Supplied text:
--- start ---

Messages from the machine: Maintenance process goes smart
Predictive asset maintenance uses data to predict equipment failures, pinpoint causes
By Ashe Menon, National Oilwell Varco
It has previously been discussed how to make predictive asset maintenance a reality in the drilling industry (SPE/IADC 128865). Further research has been conducted, and a field-proven solution for implementing predictive asset maintenance has been developed.
From the beginning it was known that the “playbook” of conventional, tribal knowledge and technology infrastructure had to be thrown out. Given known limitations of operator/contractor demands, of communication via satellite and of space/support at a rig level, a solution was developed that can operate on the rig in “near time” and let the equipment tell the user when it needs attention.
New processes and solutions were applied to three rigs, and the testing process involved applying statistical correlation analysis to understand “data.” Different types of sensors were also analyzed, as well as how they can work together to provide more predictability for failures and more understanding of the impact that a human has on the success or failure of the system. The application not only provided a measurable reduction in downtime but also had an impact on behavior of the rig crew.

--- end ---

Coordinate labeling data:
--- start ---

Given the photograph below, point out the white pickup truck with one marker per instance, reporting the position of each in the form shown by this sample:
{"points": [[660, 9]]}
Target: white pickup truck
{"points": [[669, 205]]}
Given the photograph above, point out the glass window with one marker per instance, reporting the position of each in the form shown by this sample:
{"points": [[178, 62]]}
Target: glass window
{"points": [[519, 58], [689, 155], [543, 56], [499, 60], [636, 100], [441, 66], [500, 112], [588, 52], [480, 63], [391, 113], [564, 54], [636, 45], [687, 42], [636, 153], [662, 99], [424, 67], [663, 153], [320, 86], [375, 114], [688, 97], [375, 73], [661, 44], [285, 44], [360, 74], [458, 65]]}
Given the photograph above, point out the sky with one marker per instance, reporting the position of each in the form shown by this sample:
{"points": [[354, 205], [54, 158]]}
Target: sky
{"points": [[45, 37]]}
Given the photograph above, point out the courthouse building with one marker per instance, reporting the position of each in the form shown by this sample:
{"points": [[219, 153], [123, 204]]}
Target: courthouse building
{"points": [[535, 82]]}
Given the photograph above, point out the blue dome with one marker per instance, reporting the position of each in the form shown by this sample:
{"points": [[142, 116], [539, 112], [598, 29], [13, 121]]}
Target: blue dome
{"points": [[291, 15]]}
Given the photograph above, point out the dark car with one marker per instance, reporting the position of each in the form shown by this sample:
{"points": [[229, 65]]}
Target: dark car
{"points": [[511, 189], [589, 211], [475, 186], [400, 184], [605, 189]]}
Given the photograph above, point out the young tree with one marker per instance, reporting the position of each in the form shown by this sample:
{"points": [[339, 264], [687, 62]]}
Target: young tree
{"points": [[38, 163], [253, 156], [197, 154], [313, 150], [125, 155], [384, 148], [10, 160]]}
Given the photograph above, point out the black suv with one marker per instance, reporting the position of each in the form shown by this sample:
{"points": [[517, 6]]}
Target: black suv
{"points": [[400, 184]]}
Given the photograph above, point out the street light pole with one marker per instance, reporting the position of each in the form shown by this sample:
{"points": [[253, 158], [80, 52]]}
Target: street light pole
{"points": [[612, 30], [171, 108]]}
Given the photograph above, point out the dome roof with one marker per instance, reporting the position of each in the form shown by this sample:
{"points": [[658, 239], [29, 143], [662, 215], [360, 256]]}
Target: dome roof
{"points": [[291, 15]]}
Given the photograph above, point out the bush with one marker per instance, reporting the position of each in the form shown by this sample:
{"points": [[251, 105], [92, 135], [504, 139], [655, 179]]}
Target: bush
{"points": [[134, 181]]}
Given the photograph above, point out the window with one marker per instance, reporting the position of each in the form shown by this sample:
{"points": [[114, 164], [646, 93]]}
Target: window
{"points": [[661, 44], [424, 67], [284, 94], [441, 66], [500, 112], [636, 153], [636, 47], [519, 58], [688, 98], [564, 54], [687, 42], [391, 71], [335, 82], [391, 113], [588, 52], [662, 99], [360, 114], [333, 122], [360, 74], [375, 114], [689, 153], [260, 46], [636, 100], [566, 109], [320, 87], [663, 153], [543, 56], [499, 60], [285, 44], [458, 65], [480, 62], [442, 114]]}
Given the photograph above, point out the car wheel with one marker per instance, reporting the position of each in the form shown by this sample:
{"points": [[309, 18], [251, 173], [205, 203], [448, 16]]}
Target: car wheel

--- end ---

Brief 1: Update the predictive maintenance article, starting at "From the beginning" and ending at "the rig crew.", with "statistical correlation analysis" changed to "regression analysis".
Brief 2: According to the predictive maintenance article, to how many rigs were the new processes and solutions applied?

Worked answer 1:
From the beginning it was known that the “playbook” of conventional, tribal knowledge and technology infrastructure had to be thrown out. Given known limitations of operator/contractor demands, of communication via satellite and of space/support at a rig level, a solution was developed that can operate on the rig in “near time” and let the equipment tell the user when it needs attention.
New processes and solutions were applied to three rigs, and the testing process involved applying regression analysis to understand “data.” Different types of sensors were also analyzed, as well as how they can work together to provide more predictability for failures and more understanding of the impact that a human has on the success or failure of the system. The application not only provided a measurable reduction in downtime but also had an impact on behavior of the rig crew.

Worked answer 2: Three rigs.